◆ Task objective ◆
Rewrite the rows below, changing each "Sample of the form" to "Format example" and keeping everything else the same. Leave the pictures out.

◆ Supplied information ◆

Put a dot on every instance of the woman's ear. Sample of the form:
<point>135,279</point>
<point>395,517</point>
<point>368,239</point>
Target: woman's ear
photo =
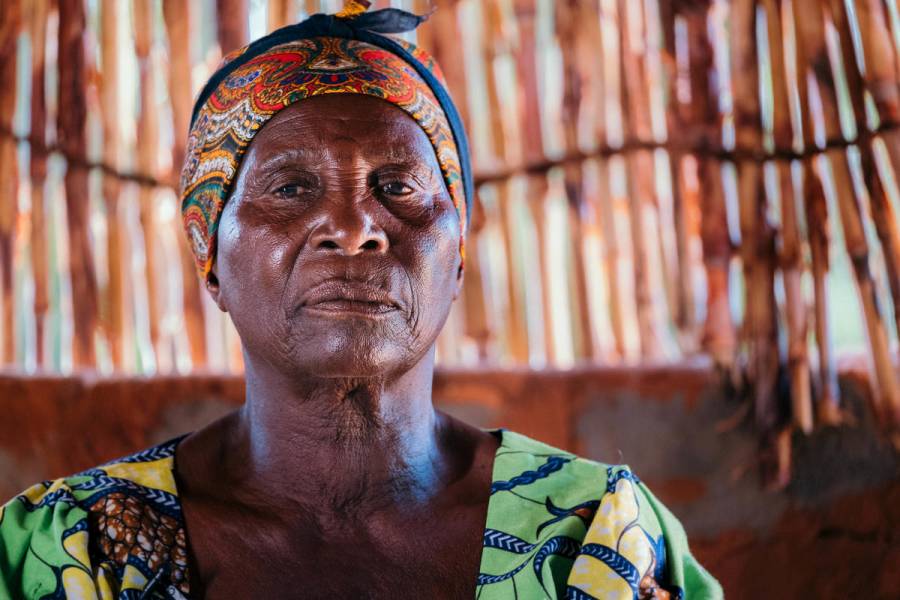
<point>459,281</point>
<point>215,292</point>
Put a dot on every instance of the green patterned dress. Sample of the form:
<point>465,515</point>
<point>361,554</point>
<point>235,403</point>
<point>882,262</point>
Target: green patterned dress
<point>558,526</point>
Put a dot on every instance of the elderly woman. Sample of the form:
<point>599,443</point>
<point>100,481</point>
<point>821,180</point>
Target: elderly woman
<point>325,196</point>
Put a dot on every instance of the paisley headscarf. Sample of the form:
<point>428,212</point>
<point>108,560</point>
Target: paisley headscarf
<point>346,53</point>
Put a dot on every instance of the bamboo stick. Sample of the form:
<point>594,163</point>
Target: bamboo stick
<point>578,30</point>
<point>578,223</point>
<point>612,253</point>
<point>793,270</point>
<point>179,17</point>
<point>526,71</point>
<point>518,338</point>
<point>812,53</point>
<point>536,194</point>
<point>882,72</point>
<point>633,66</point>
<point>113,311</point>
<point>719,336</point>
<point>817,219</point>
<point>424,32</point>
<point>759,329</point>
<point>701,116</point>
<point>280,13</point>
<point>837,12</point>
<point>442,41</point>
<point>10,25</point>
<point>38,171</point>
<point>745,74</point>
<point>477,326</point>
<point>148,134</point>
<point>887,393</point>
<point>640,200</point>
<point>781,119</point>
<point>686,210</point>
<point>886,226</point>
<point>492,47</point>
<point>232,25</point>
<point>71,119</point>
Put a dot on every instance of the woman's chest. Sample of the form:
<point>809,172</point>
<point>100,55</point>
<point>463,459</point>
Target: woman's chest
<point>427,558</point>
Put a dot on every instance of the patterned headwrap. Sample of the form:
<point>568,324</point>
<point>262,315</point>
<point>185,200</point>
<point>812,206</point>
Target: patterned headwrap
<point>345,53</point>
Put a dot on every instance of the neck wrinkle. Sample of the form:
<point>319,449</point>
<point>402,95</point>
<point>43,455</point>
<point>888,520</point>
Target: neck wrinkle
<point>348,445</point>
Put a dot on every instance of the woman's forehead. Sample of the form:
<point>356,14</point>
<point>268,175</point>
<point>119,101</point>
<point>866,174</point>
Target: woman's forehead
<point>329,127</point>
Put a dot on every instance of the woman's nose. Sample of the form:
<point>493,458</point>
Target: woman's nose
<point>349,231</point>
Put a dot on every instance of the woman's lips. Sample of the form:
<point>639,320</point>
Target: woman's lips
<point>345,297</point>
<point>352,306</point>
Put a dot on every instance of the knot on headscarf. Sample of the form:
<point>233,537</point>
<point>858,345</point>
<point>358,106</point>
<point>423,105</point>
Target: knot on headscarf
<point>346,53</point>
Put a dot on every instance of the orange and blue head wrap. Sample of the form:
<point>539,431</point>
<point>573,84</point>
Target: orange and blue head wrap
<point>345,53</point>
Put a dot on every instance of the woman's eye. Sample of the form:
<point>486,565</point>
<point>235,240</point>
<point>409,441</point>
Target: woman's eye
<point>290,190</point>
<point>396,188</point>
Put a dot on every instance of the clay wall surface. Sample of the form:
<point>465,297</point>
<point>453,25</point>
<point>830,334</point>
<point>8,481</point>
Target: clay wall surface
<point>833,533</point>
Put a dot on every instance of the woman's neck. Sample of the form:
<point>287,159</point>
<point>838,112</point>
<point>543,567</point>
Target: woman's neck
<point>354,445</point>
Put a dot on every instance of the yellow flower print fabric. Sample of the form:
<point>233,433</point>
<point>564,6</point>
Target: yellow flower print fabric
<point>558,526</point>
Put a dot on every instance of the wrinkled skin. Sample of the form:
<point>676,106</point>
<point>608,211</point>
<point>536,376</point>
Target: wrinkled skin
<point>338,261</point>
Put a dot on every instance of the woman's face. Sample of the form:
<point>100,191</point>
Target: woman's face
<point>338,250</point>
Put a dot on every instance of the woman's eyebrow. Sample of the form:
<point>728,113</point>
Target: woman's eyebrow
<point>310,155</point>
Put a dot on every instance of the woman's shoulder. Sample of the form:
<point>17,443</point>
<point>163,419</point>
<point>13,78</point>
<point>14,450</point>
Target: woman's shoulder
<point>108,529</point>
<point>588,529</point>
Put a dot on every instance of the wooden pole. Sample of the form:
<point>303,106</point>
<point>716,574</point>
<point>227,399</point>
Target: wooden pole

◆ Answer to the exercise ◆
Put a dot on every instance of the woman's ear. Format example:
<point>135,279</point>
<point>395,517</point>
<point>368,239</point>
Target: woman's ear
photo =
<point>459,281</point>
<point>215,292</point>
Put a dot on every instance of the green patterned dress. Format example:
<point>465,515</point>
<point>361,554</point>
<point>235,403</point>
<point>882,262</point>
Target: green patterned dress
<point>558,526</point>
Put a dot on every instance of the elderly woman. Format example:
<point>599,443</point>
<point>100,481</point>
<point>821,180</point>
Target: elderly woman
<point>325,196</point>
Put a dot on every instance of the paisley headscarf. Format example:
<point>428,212</point>
<point>108,560</point>
Target: paisley headscarf
<point>346,53</point>
Put a dot on every instance of the bamboo stick. Format example:
<point>594,163</point>
Target: bamboo stick
<point>578,30</point>
<point>578,223</point>
<point>612,253</point>
<point>793,270</point>
<point>179,17</point>
<point>526,71</point>
<point>518,338</point>
<point>812,53</point>
<point>536,194</point>
<point>882,72</point>
<point>633,66</point>
<point>113,311</point>
<point>719,336</point>
<point>817,219</point>
<point>424,32</point>
<point>759,329</point>
<point>701,116</point>
<point>280,13</point>
<point>837,12</point>
<point>442,41</point>
<point>10,25</point>
<point>38,171</point>
<point>745,74</point>
<point>477,326</point>
<point>148,134</point>
<point>887,393</point>
<point>640,200</point>
<point>781,119</point>
<point>686,210</point>
<point>886,226</point>
<point>492,47</point>
<point>232,25</point>
<point>71,119</point>
Put a dot on every instance of the woman's chest. Format example:
<point>809,172</point>
<point>100,55</point>
<point>463,459</point>
Target: woman's chest
<point>427,558</point>
Put a dot on every instance of the patterned headwrap. Format example:
<point>568,324</point>
<point>262,315</point>
<point>185,200</point>
<point>812,206</point>
Target: patterned headwrap
<point>345,53</point>
Put a dot on every instance of the neck wrinkle. Format example:
<point>319,449</point>
<point>402,95</point>
<point>43,455</point>
<point>888,520</point>
Target: neck wrinkle
<point>348,445</point>
Put a dot on every instance of the woman's forehead. Format example:
<point>356,14</point>
<point>268,175</point>
<point>119,101</point>
<point>866,174</point>
Target: woman's forehead
<point>329,127</point>
Put a dot on every instance of the woman's nose. Format example:
<point>493,458</point>
Target: woman's nose
<point>349,231</point>
Put a dot on every instance of the woman's lips. Format example:
<point>639,320</point>
Target: woman's lips
<point>345,297</point>
<point>352,306</point>
Put a dot on every instance of the knot on headscarf. Format example:
<point>233,537</point>
<point>858,345</point>
<point>358,106</point>
<point>423,105</point>
Target: knot on headscarf
<point>346,53</point>
Put a dot on every instance of the orange and blue head wrap. Format example:
<point>539,431</point>
<point>573,84</point>
Target: orange and blue head wrap
<point>345,53</point>
Put a dot on every instance of the woman's eye. Format example:
<point>486,565</point>
<point>235,240</point>
<point>409,441</point>
Target: woman's eye
<point>290,190</point>
<point>396,188</point>
Put a dot on every instance of the clay wall surface. Format example:
<point>465,297</point>
<point>453,25</point>
<point>830,334</point>
<point>8,481</point>
Target: clay wall surface
<point>833,533</point>
Put a dot on every instance of the woman's neck. Format example:
<point>287,159</point>
<point>838,112</point>
<point>543,567</point>
Target: woman's neck
<point>354,445</point>
Put a dot on every instance of the yellow flower print fabric. Format example:
<point>233,433</point>
<point>564,6</point>
Target: yellow flower print fabric
<point>558,526</point>
Put a dot on every instance of the wrinkled skin. Format example:
<point>676,106</point>
<point>608,211</point>
<point>536,376</point>
Target: wrinkled skin
<point>338,261</point>
Put a dot on every instance of the woman's face. Format example:
<point>100,191</point>
Target: woman's face
<point>338,250</point>
Put a dot on every instance of the woman's eyebrow. Format example:
<point>728,113</point>
Target: woman's eyebrow
<point>310,155</point>
Put a dot on every instance of the woman's shoulder. Format example:
<point>17,443</point>
<point>163,419</point>
<point>13,78</point>
<point>14,450</point>
Target: woman's shoulder
<point>108,529</point>
<point>588,529</point>
Put a dot on every instance of the wooden pole. Format example:
<point>303,106</point>
<point>716,574</point>
<point>227,399</point>
Target: wooden pole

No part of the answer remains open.